→ **BRANO CITATO**:
"""

La lentezza e l'inefficienza della risposta dello Stato hanno solo peggiorato le cose. Questi nuovi tubi, infatti, passavano proprio attraverso le fognature contaminate, entrando in contatto con l’acqua tossica durante le giornate di pioggia e lasciando i residenti esposti alla contaminazione.
La dimostrazione è arrivata nel 2017, quando indagini approfondite hanno rivelato che la contaminazione dell'acqua si era estesa a nuove aree. Questo fenomeno è stato confermato dall'aumento di aborti spontanei e disturbi nello sviluppo osservati anche tra i residenti che non erano stati esposti direttamente al gas, le cui patologie, quindi, erano causate dall'acqua contaminata.
La responsabilità per il disastro e per la contaminazione è rimasta una questione controversa per anni.
Il CEO della Union Carbide —Warren Anderson — fu accusato di omicidio nel 1985 e successivamente venne effettuata una richiesta di arresto e di estrazione dagli Stati Uniti che, però, non fu mai realizzata. Nel 1989 La UCC, dopo anni di battaglie legali, ha accettato di pagare 470 milioni di dollari al governo indiano come risarcimento.
Ma per molti non era abbastanza: i sopravvissuti al gas, varie ONG, fino al governo dello Stato del Madhya Pradesh, hanno intentato varie cause e una petizione per opporsi, ritenendo che questa somma fosse insufficiente rispetto al danno causato.
A Marzo 2023, la Corte Suprema Indiana ha respinto definitivamente l’ultima petizione, affermando che non esisteva alcuna base giuridica per perseguire la società anni dopo l’incidente. Insomma, la Corte si è pronunciata contro ulteriori procedimenti, ponendo definitivamente fine alla lunga battaglia legale sulla risoluzione del disastro di Bhopal.

"""

→ **MATERIALE FORNITO**:
"""

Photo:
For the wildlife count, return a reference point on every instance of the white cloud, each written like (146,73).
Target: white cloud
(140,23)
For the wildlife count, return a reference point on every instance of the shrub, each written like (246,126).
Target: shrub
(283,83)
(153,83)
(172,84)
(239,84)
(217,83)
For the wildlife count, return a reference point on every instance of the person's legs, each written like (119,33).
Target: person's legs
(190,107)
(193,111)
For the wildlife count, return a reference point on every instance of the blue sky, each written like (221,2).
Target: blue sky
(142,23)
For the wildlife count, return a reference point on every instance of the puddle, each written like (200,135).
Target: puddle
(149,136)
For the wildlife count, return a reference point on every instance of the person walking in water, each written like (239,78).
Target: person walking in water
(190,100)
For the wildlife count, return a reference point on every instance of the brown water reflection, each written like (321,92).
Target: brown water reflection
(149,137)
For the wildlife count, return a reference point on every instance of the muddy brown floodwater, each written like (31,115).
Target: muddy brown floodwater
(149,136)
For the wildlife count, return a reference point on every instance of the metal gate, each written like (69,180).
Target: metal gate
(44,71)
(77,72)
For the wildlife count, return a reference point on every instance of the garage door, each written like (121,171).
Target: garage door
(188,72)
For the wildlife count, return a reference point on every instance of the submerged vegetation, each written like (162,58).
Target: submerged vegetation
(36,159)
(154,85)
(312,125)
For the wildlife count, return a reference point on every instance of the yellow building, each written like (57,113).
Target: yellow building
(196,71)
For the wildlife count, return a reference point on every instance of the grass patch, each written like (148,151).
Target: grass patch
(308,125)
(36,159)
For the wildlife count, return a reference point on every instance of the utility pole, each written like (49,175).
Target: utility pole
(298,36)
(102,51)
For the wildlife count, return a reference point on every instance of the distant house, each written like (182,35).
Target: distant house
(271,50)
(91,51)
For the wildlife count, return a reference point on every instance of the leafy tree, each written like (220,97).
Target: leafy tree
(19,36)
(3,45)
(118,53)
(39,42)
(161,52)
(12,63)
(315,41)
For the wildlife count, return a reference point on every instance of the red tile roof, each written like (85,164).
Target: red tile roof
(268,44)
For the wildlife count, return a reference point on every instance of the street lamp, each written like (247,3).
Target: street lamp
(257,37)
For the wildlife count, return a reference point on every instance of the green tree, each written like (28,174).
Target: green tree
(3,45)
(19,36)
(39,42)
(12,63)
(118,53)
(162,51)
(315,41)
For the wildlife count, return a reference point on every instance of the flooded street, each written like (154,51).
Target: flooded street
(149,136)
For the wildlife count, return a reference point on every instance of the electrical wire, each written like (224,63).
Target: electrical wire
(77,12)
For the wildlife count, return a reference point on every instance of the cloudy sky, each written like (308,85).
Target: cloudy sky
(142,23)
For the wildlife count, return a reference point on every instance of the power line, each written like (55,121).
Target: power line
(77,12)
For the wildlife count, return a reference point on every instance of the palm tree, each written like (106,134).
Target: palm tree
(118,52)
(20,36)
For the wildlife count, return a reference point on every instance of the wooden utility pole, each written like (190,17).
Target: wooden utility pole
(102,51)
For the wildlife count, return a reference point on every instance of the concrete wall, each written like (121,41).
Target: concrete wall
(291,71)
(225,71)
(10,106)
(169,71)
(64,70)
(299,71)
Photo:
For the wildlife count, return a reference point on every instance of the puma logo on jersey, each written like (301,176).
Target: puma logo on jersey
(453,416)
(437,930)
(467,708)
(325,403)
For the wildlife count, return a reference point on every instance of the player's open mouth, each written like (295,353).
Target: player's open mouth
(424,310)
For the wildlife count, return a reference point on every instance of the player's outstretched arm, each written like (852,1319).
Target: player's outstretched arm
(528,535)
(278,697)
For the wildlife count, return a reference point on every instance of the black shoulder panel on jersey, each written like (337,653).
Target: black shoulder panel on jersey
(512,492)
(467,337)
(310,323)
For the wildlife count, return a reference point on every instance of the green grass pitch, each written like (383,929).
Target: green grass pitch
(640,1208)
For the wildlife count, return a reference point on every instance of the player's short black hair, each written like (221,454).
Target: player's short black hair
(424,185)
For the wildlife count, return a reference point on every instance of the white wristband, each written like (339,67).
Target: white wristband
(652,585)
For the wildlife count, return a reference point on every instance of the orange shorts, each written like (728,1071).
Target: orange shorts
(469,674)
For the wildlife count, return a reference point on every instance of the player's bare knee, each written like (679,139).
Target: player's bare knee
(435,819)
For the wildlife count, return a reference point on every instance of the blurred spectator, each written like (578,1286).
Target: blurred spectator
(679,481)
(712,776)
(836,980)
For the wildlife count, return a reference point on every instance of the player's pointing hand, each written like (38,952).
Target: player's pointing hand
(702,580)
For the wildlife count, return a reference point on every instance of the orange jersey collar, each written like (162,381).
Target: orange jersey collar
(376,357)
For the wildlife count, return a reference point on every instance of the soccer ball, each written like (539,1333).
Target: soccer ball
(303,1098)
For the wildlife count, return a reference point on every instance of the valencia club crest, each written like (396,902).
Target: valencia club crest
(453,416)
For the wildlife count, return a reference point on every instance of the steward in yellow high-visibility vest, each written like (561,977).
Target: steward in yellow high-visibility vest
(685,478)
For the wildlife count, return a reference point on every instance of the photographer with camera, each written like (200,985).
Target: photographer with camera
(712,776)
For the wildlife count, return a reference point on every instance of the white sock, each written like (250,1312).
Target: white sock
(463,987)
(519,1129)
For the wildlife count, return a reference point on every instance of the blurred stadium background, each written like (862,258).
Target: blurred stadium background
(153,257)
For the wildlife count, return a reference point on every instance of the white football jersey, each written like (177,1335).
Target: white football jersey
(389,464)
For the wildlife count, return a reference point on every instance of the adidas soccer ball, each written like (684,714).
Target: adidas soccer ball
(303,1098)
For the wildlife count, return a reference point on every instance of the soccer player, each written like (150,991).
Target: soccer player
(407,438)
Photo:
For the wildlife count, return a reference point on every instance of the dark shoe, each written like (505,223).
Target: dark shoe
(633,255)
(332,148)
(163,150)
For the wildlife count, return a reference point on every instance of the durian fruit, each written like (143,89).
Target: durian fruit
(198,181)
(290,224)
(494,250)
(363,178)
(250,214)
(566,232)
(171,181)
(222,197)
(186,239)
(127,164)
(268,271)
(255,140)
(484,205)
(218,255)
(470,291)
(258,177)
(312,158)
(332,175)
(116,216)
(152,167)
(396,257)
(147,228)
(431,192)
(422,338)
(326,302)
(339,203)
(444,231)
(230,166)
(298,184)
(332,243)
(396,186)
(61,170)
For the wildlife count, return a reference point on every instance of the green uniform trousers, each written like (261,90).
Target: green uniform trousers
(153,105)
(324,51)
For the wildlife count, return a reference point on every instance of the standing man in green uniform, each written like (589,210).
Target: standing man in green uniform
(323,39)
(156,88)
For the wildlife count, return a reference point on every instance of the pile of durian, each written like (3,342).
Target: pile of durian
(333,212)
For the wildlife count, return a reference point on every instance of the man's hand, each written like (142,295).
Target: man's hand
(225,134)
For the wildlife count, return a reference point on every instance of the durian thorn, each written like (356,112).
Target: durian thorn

"""

→ **USANDO LE INFORMAZIONI**:
a: Elenca tutti gli anni citati nel brano sul disastro di Bhopal, nell'ordine in cui compaiono.
b: Riscrivi in forma più breve il paragrafo del brano che inizia con «A Marzo 2023», mantenendone i fatti principali.
Il materiale proviene da un'altra fonte.

→ **RISPOSTE NUMERATE**:
a: 2017, 1985, 1989, 2023

b: Nel marzo 2023 la Corte Suprema indiana ha respinto definitivamente l'ultima petizione, ritenendo che non ci fosse alcuna base giuridica per perseguire la società a distanza di anni dall'incidente. Con questa decisione contro ulteriori procedimenti si è chiusa la lunga battaglia legale sul disastro di Bhopal.